**Requirement**
Working from the line that contains "the red life" down to the last line below, repeat each line exactly.

**Given records**
****************

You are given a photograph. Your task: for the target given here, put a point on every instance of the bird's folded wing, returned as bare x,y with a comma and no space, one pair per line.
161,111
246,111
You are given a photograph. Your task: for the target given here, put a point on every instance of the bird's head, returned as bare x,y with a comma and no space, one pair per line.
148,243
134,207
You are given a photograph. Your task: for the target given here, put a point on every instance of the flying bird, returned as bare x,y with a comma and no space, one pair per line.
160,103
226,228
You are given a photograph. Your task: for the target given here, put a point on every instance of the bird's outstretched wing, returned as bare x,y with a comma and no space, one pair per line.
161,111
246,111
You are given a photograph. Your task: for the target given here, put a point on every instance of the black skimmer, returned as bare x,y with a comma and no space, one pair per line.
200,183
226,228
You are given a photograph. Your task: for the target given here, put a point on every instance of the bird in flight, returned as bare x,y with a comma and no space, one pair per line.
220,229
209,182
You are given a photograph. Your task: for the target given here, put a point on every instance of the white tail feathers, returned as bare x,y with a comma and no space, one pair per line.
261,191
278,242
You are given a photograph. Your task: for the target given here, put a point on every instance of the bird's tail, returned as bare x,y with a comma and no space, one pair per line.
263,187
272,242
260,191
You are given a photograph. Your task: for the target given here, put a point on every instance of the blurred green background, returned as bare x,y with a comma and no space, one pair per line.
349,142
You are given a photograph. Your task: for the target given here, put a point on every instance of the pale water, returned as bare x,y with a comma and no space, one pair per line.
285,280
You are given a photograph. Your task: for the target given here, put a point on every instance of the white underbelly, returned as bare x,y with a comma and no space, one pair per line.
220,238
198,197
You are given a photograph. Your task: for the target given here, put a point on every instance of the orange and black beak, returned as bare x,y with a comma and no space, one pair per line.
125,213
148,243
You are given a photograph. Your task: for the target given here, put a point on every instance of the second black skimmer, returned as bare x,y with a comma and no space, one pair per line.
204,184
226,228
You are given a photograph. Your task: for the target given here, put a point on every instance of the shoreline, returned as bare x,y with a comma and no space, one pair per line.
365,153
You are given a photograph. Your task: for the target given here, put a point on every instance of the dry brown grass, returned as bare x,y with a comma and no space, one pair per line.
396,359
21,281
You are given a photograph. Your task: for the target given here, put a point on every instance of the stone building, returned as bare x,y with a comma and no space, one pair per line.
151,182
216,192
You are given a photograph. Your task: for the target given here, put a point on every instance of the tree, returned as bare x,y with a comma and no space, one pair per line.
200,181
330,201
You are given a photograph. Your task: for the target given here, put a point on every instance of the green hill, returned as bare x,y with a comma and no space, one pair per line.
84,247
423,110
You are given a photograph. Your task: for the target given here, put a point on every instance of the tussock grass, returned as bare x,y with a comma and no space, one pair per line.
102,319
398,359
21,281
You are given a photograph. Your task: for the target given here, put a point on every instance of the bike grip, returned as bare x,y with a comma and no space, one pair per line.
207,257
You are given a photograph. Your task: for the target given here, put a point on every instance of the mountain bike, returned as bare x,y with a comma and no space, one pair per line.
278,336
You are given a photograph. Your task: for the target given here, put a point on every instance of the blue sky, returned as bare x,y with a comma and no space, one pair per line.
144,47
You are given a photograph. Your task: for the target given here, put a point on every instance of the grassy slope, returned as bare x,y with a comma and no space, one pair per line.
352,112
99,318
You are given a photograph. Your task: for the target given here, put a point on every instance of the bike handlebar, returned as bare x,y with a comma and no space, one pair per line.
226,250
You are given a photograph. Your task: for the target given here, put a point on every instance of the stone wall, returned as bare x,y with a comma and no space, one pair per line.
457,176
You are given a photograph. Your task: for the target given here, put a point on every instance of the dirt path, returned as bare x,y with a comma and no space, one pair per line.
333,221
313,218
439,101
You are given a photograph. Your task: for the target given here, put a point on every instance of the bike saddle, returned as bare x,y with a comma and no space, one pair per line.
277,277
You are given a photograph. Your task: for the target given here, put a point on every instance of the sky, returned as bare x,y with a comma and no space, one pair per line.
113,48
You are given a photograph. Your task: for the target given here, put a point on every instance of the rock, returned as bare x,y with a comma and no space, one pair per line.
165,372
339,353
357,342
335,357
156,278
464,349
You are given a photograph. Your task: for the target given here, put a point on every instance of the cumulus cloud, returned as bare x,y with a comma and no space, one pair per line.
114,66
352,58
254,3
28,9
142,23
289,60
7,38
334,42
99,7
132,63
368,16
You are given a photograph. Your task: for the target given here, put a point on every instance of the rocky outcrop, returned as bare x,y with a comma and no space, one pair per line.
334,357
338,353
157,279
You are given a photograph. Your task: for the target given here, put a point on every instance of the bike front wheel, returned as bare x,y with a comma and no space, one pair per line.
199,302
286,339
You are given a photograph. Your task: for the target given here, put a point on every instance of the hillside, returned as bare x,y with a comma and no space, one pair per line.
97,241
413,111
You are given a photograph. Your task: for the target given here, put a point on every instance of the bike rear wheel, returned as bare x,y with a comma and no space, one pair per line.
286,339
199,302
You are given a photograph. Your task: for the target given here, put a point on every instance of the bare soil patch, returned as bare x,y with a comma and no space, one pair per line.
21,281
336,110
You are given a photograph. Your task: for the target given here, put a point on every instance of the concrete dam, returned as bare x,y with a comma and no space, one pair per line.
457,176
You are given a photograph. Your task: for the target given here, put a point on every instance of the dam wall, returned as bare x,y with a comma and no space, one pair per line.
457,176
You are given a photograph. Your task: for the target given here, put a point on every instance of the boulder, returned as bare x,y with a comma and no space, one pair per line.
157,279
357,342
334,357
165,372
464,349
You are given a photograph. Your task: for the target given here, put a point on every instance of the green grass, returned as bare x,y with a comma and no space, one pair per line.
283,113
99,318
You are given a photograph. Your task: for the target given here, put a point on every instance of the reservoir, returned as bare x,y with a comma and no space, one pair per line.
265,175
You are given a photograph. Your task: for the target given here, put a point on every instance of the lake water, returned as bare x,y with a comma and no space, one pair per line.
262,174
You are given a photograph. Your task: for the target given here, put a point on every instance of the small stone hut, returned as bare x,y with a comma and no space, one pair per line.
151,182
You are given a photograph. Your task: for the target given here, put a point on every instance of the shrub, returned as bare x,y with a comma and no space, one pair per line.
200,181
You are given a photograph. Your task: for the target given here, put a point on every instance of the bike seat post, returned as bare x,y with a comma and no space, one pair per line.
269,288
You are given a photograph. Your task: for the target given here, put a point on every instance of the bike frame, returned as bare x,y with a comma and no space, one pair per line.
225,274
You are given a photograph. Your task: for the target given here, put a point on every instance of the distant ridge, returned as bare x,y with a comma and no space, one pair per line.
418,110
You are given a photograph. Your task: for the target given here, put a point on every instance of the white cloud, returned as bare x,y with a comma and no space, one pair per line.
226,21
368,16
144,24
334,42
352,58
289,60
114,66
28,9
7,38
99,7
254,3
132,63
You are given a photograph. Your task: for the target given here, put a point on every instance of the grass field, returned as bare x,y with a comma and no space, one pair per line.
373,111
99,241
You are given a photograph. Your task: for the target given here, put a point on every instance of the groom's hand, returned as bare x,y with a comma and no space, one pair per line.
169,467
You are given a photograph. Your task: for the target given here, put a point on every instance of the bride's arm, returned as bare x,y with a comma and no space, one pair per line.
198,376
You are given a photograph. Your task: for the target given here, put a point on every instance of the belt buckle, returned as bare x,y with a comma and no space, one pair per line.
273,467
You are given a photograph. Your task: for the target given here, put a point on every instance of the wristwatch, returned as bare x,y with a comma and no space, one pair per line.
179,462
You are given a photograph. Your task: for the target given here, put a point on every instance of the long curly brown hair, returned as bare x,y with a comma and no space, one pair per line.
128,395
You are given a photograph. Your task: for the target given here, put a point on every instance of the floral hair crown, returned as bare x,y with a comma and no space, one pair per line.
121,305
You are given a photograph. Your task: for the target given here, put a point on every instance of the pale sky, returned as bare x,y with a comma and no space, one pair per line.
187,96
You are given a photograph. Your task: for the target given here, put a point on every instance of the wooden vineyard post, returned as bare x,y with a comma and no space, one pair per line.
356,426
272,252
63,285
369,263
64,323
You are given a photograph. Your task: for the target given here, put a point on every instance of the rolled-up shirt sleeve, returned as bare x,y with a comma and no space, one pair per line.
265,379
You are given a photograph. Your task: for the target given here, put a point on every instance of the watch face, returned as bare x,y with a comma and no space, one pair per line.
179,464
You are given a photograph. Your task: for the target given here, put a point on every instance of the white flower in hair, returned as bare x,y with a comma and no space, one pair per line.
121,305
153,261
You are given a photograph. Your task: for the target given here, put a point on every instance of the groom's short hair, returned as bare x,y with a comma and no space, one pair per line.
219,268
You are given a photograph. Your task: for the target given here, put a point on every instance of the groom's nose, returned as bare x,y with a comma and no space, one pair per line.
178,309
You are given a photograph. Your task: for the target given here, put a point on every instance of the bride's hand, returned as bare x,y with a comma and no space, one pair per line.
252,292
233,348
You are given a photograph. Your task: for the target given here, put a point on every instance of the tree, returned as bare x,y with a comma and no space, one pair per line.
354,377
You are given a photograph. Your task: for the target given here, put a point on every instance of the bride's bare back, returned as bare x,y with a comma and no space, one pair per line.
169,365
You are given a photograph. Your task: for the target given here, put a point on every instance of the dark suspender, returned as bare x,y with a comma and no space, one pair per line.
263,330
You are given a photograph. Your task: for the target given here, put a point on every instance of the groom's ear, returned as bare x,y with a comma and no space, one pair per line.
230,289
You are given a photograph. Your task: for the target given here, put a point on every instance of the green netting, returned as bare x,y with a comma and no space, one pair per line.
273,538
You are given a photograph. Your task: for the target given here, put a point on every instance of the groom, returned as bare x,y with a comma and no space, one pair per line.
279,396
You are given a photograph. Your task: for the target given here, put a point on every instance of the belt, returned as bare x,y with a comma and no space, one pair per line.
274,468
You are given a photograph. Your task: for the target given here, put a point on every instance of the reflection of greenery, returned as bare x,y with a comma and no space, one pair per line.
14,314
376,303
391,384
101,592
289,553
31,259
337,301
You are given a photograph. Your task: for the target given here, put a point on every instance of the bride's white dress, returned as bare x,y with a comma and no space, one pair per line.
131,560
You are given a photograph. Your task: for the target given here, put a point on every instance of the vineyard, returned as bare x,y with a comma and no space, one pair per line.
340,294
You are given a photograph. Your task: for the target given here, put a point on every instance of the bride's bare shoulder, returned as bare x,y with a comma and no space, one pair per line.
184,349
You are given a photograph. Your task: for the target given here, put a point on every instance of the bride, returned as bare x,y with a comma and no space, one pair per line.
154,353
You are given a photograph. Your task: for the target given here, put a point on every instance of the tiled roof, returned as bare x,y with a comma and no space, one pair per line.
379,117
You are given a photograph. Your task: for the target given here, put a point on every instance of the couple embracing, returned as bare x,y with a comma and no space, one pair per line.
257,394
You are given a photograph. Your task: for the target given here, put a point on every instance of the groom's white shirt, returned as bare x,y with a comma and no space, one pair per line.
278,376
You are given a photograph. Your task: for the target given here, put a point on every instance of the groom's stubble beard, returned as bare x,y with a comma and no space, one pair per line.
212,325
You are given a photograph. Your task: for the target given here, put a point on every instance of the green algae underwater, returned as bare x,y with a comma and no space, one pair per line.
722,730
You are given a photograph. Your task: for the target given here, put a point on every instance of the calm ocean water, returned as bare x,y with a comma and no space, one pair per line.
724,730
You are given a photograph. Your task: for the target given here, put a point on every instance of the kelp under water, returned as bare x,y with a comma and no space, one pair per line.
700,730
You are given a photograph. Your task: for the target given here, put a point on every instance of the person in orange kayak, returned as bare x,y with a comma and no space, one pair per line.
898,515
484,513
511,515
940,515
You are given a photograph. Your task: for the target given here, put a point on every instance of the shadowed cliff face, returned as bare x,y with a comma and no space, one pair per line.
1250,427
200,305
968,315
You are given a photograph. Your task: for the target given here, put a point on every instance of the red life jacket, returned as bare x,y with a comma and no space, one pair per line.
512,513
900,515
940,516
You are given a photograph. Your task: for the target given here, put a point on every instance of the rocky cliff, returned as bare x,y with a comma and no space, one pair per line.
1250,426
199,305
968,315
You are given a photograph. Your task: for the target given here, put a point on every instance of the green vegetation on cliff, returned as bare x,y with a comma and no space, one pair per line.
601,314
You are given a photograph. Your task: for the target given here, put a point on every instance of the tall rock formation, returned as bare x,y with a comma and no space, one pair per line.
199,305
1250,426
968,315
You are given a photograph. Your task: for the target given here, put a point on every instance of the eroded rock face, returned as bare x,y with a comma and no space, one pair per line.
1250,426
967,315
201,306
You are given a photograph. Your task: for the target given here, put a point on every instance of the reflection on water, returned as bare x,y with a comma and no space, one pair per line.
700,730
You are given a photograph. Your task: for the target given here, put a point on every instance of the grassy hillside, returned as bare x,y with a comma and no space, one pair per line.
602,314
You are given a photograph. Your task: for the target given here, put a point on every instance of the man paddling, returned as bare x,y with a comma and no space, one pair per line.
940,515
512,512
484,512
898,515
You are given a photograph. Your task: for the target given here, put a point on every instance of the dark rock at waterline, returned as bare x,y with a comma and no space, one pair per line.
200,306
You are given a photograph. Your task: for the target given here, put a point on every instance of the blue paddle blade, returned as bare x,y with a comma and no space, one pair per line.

****************

**Exercise result**
You are given a photograph. Your task: for the target given here, put a point on every instance of the red life jacket, returned as bare x,y with a comma and no space, one pair per line.
512,513
900,515
940,516
You are given a photograph. Your task: for the target given here, put a point on every instance of the rocky cliff, returned as bare x,y with a comma and no space, one pair per line.
1250,426
199,305
968,315
You are given a photograph. Your task: for the target given here, put a point on every instance of the green vegetation on cliff, returned as bare x,y with a comma and no space, one pair per line.
601,314
You are given a photograph. Your task: for the target given here, put a point on every instance of the tall rock formation, returned as bare x,y with a comma and no space, one pair per line.
199,305
1250,426
968,315
You are given a photograph. Your task: for the target given here, put a point on every instance of the eroded rock face, returned as bare x,y with a comma and no space, one pair per line.
1250,426
967,315
201,306
You are given a photograph. Your task: for the target given here, put a point on every instance of the reflection on water, returned as bare x,y with a comma and no space, one pair per line.
700,730
You are given a photograph. Your task: for the target given here, put a point on every instance of the grassy hillside, returned as bare x,y with a comma and no space, one pair per line.
602,314
You are given a photograph. Your task: for the target given here, put a point on every instance of the man paddling, returned as bare x,y with a comma and no space, one pair per line.
940,515
512,512
484,512
898,515
You are given a photograph. Your task: for the target given here, put a point on every instance of the dark rock at waterline, returned as bare x,y with a comma and no space, one pair per line.
200,306
You are given a photograph. Your task: for the target given here, put a point on every instance of the blue paddle blade, returned as bare x,y with a comma and no space, one pair per line.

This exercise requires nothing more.